- _Excerpted text_:
QMEAN

HelpCAMEO evaluation

Introduction

Estimating the quality of protein structure models is a vital step in protein structure prediction. Often one ends up in having a set of alternative models (e.g. from different modeling servers or based on alternative template structures and alignments) from which the best candidate shall be selected. Or a singe model has been built from which the absolute quality needs to be predicted in order to have an idea about its suitability for subsequent experiments. The QMEAN server provides access to three scoring functions for the quality estimation of protein structure models which allow to rank a set of models and to identify potentially unreliable region within these. Both single models and set of models submitted as tar.gz-archives can be analysed. The user has the possibility to choose between the following three scoring functions:

  • QMEANDisCo is a composite scoring function which is able to derive both global (i.e. for the entire structure) and local (i.e. per residue) absolute quality estimates on the basis of one single model. It uses the single terms of QMEAN as a basis. The main enhancement is a new term predicting local per-residue quality estimates by assessing the agreement of pairwise residue-residue distances with ensembles of distance constraints (DisCo) extracted from structures homologous to the assessed model. The homologues are identified with HHblits. If no homologues are found, the DisCo scores are not used. Since the results are expected to be sub-optimal without DisCo scores, we display a warning in these cases. All terms are combined using neural networks trained to predict per-residue lDDT score in range [0,1]. The QMEANDisCo global score is the average per-residue score and the provided error estimate is based on global QMEANDisCo scores estimated for a large set of models and represents the root mean squared difference (i.e. standard deviation) between QMEANDisCo global score and lDDT (the ground truth). As the reliability of the prediction heavily depends on model size, the provided error estimate is calculated based on models of similar size to the input.
  • QMEAN is a composite scoring function which is able to derive both global (i.e. for the entire structure) and local (i.e. per residue) absolute quality estimates on the basis of one single model. There are two global score values, QMEAN4 and QMEAN6. QMEAN4 is a linear combination of four statistical potential terms. QMEAN6 additionally uses two agreement terms evaluating the consistency of structural features with sequence based predictions. Both global scores are originally in a range [0,1] with one being good. By default they are transformed into Z-scores to relate them with what we would expect from high resolution X-ray structures. That's also what is displayed on the result pages. If you prefer the raw scores, you have to fetch them from the downloadable archives. The local scores are a linear combinations of the 4 statistical potential terms as well as the agreement terms evaluated on a per residue basis. They are as well in the range [0,1] with one being good.

- _What the task asks_:
In the QMEAN help page, which tool identifies the homologous structures that QMEANDisCo uses? The lines after this text were taken from a different source.

Dataset entries:
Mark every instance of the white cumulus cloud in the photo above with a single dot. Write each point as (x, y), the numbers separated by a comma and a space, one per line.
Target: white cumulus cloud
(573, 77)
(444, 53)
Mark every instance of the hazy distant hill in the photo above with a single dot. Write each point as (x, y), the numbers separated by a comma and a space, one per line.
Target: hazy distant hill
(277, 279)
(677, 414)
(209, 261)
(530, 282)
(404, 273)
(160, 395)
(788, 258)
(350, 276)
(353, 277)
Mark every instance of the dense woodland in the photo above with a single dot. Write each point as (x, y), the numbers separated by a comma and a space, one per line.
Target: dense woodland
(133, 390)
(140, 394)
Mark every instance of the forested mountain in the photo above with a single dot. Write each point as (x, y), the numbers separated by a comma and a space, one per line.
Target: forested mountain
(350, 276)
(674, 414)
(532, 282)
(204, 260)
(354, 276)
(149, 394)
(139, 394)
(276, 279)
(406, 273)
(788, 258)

- _Answer to the problem_:
HHblits.